## [What to produce]
Repeat every entry word for word, skipping the pictures.

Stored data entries
::::::::::
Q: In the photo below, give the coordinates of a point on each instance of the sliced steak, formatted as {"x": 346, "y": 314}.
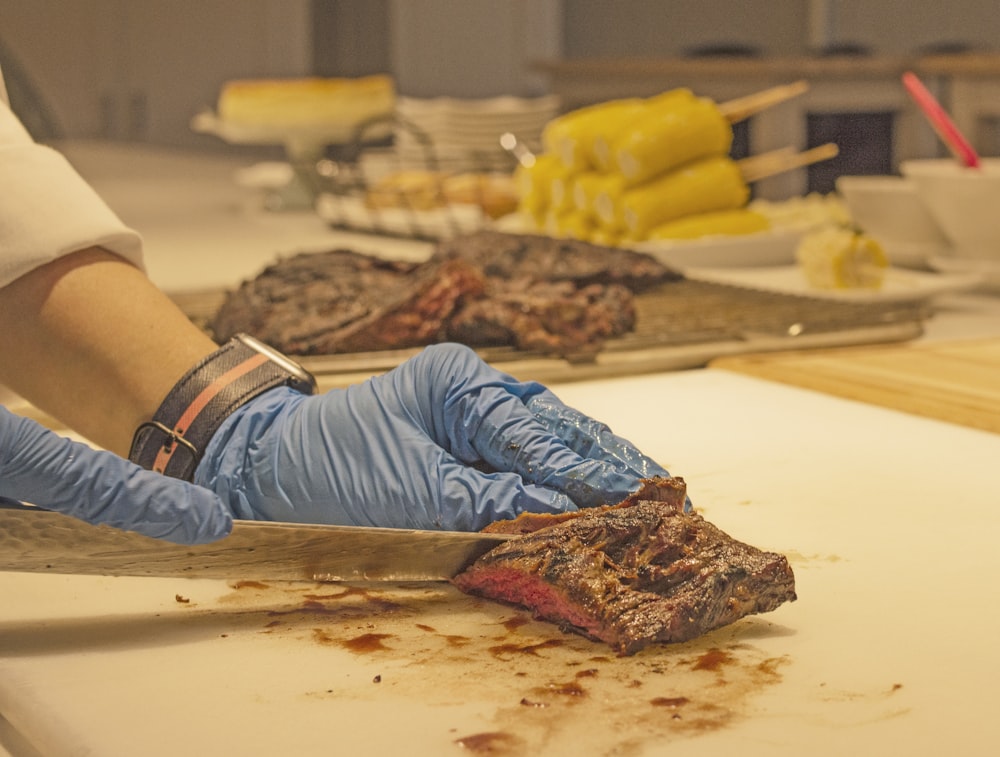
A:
{"x": 517, "y": 256}
{"x": 486, "y": 289}
{"x": 294, "y": 300}
{"x": 633, "y": 574}
{"x": 541, "y": 316}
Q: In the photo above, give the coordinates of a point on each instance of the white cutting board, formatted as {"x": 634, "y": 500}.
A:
{"x": 890, "y": 522}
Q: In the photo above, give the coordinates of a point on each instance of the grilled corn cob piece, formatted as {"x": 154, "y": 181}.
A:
{"x": 702, "y": 186}
{"x": 665, "y": 102}
{"x": 571, "y": 135}
{"x": 720, "y": 222}
{"x": 669, "y": 136}
{"x": 841, "y": 258}
{"x": 534, "y": 183}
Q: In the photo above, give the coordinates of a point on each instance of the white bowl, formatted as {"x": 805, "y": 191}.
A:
{"x": 965, "y": 203}
{"x": 889, "y": 208}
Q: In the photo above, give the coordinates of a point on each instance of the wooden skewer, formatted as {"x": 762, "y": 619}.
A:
{"x": 742, "y": 108}
{"x": 784, "y": 159}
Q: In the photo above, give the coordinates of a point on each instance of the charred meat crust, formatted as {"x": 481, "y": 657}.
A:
{"x": 634, "y": 574}
{"x": 487, "y": 289}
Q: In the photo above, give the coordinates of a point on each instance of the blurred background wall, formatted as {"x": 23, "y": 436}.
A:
{"x": 139, "y": 70}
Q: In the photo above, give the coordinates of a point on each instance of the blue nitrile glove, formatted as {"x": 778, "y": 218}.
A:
{"x": 51, "y": 471}
{"x": 409, "y": 450}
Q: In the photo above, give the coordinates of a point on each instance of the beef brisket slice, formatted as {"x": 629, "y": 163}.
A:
{"x": 632, "y": 576}
{"x": 486, "y": 289}
{"x": 548, "y": 317}
{"x": 519, "y": 256}
{"x": 295, "y": 300}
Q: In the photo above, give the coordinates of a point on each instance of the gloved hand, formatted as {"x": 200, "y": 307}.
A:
{"x": 51, "y": 471}
{"x": 444, "y": 441}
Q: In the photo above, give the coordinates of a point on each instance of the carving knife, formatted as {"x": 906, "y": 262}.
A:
{"x": 40, "y": 541}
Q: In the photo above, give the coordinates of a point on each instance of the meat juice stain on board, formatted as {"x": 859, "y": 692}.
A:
{"x": 427, "y": 641}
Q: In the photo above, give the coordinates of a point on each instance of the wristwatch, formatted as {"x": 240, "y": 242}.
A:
{"x": 174, "y": 441}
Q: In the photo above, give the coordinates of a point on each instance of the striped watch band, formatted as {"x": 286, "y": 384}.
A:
{"x": 174, "y": 441}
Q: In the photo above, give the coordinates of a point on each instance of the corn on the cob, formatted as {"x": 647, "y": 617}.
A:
{"x": 665, "y": 102}
{"x": 720, "y": 222}
{"x": 534, "y": 183}
{"x": 839, "y": 258}
{"x": 571, "y": 135}
{"x": 702, "y": 186}
{"x": 667, "y": 137}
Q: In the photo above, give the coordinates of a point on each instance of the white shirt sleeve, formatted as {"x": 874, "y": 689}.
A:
{"x": 46, "y": 208}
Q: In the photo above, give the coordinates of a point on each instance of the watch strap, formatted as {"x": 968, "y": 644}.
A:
{"x": 174, "y": 441}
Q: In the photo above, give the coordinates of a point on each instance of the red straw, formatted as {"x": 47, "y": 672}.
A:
{"x": 943, "y": 125}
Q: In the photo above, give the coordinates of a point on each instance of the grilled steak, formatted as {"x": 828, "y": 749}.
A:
{"x": 633, "y": 574}
{"x": 485, "y": 289}
{"x": 544, "y": 316}
{"x": 513, "y": 256}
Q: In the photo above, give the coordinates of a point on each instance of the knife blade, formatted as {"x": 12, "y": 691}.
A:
{"x": 41, "y": 541}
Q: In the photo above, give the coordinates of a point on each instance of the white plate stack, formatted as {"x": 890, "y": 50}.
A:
{"x": 464, "y": 134}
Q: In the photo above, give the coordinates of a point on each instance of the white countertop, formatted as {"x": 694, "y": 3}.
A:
{"x": 889, "y": 648}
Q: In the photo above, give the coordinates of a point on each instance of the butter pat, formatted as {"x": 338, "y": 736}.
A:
{"x": 307, "y": 102}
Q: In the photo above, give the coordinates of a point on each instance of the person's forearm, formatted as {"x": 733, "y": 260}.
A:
{"x": 90, "y": 340}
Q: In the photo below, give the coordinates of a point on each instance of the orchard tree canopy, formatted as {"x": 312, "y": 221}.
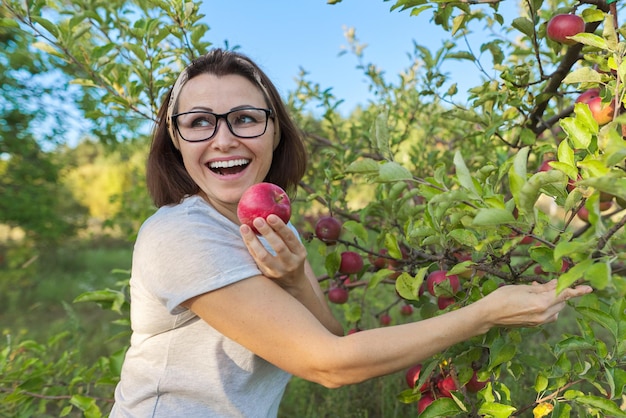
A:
{"x": 443, "y": 200}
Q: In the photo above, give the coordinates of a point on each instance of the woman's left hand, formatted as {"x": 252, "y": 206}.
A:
{"x": 287, "y": 265}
::::::::::
## [Solution to this problem]
Q: In the photo below, give the coordinates of a point on each instance of the sliced steak, formatted as {"x": 346, "y": 314}.
A:
{"x": 517, "y": 256}
{"x": 486, "y": 289}
{"x": 294, "y": 300}
{"x": 633, "y": 574}
{"x": 541, "y": 316}
Q: In the photo above, give the coordinates of a point on each instance of the white cutting board, formatted as {"x": 634, "y": 500}.
A:
{"x": 890, "y": 522}
Q: In the photo above, give the coordinates of a point on each instance of the grilled corn cob piece, formatted as {"x": 154, "y": 181}.
A:
{"x": 702, "y": 186}
{"x": 665, "y": 102}
{"x": 571, "y": 135}
{"x": 720, "y": 222}
{"x": 669, "y": 136}
{"x": 841, "y": 258}
{"x": 534, "y": 183}
Q: In the photo above, give the coordinates of a point on each instance of the white bowl, formatted as {"x": 805, "y": 191}.
A:
{"x": 965, "y": 203}
{"x": 889, "y": 208}
Q: In the photo above, give the coordinates of a point on each instance of the wooden skewer, formatted as {"x": 762, "y": 619}.
A:
{"x": 742, "y": 108}
{"x": 784, "y": 159}
Q: In the photo above, give the coordinates of a point on each instance of the charred meat crust, formatted as {"x": 481, "y": 657}.
A:
{"x": 634, "y": 574}
{"x": 487, "y": 289}
Q: In the photo above, give the coordinates of a point on each instance of the blurred background wall, formatted as {"x": 23, "y": 436}.
A:
{"x": 139, "y": 70}
Q: In the photo above, give the coordinates of a point on each instance of the blue nitrile glove, formatted as {"x": 778, "y": 218}.
A:
{"x": 51, "y": 471}
{"x": 409, "y": 450}
Q: In the photo above, give the coordinates of a point on each instance of the beef brisket slice, formatted as {"x": 629, "y": 163}.
A:
{"x": 632, "y": 576}
{"x": 486, "y": 289}
{"x": 548, "y": 317}
{"x": 519, "y": 256}
{"x": 295, "y": 300}
Q: In the photo above, give the coordinates of a point on each instance of the gloved hand, formatted as {"x": 200, "y": 307}.
A:
{"x": 51, "y": 471}
{"x": 444, "y": 441}
Q: In the photo above, give the coordinates of a point on each instance of the carving knife, formatted as {"x": 906, "y": 262}.
A:
{"x": 40, "y": 541}
Q: In the photo above, give the coordinates of a point on each instance of the meat juice stain on board, formatted as {"x": 859, "y": 692}.
A:
{"x": 427, "y": 641}
Q: In the photo above, give the coordinates of a point on each instance of the wristwatch, formatted as {"x": 240, "y": 242}.
A:
{"x": 174, "y": 441}
Q: In the photo above, give the coordinates of a point on each instance of the striped watch band, formatted as {"x": 286, "y": 384}.
A:
{"x": 174, "y": 441}
Q: In the photo above, give the coordinates of a point on each instance of the corn on the cob, formatted as {"x": 647, "y": 617}.
A:
{"x": 665, "y": 102}
{"x": 720, "y": 222}
{"x": 534, "y": 183}
{"x": 839, "y": 258}
{"x": 571, "y": 135}
{"x": 702, "y": 186}
{"x": 667, "y": 137}
Q: In the photo above, give the coordinates of a point on each instance of the white shirt sleeve, formatted as {"x": 874, "y": 689}.
A:
{"x": 46, "y": 208}
Q: In the photo above, give the coordinates of a point on each instance of the watch strap, formatted as {"x": 968, "y": 644}.
A:
{"x": 174, "y": 441}
Q: In the photo above, give the coordinates of a point on each instance of the red straw, formatted as {"x": 47, "y": 672}.
A:
{"x": 943, "y": 125}
Q: In the photo above, give the coordinates of a point on each instance of the grilled steak, formatted as {"x": 828, "y": 749}.
A:
{"x": 633, "y": 574}
{"x": 485, "y": 289}
{"x": 544, "y": 316}
{"x": 513, "y": 256}
Q: In the photo above, give the coordinates of a point on each instance of the knife blade, formatted as {"x": 12, "y": 691}.
A:
{"x": 41, "y": 541}
Q: In the photo above, give the coordinates of a point on each instance of the white plate stack, formatted as {"x": 890, "y": 50}.
A:
{"x": 464, "y": 134}
Q: In the photo above, give the coordinates of a point on each instance of the white countertop, formatted as {"x": 694, "y": 3}.
A:
{"x": 889, "y": 648}
Q: In the photo above, give the coordinates of a point on each instance of the butter pat, formatted as {"x": 338, "y": 736}.
A:
{"x": 307, "y": 102}
Q: In the photo above, give the coordinates of a point on each instance of the person's forearm, formatted as {"x": 733, "y": 260}.
A:
{"x": 90, "y": 340}
Q: In the photo below, give the coordinates of a point on each instance of the orchard tree canopy, formatted as {"x": 312, "y": 221}.
A:
{"x": 443, "y": 200}
Q: In the photo above, give the coordinates of a point on each instance of the woman's left hand, formatted as {"x": 252, "y": 206}.
A:
{"x": 287, "y": 265}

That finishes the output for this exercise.